═════ RECORDED INFORMATION
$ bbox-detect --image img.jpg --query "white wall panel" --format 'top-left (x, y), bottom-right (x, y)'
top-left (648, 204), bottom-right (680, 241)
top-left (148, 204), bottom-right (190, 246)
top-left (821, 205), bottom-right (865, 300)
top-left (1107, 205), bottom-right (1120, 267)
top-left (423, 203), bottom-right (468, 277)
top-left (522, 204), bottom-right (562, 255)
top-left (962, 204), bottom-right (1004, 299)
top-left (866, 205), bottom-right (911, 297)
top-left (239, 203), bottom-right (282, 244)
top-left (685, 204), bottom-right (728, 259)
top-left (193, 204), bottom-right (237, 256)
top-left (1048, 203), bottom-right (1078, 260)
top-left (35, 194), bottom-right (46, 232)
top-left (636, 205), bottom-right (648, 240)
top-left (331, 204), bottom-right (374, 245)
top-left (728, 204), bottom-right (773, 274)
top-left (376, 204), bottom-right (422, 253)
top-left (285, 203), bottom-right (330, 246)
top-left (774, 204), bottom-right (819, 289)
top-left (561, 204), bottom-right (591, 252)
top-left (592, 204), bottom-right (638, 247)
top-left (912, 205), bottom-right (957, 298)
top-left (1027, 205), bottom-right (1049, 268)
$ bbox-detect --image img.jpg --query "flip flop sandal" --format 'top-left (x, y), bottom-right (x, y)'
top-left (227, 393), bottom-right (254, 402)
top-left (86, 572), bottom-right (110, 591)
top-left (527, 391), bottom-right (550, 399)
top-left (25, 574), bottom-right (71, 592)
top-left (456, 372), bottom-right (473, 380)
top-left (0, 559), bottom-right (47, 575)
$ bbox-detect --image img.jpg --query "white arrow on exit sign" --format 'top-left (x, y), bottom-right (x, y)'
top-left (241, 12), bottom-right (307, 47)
══════════
WHAT TO WORK ON: Set down only the line containing "arrow on exit" and the lines after it through the end, exactly as they appear above.

SOLUTION:
$ bbox-detect --image img.jpg --query "white arrow on exit sign" --format 'top-left (x, y), bottom-right (x, y)'
top-left (241, 12), bottom-right (307, 47)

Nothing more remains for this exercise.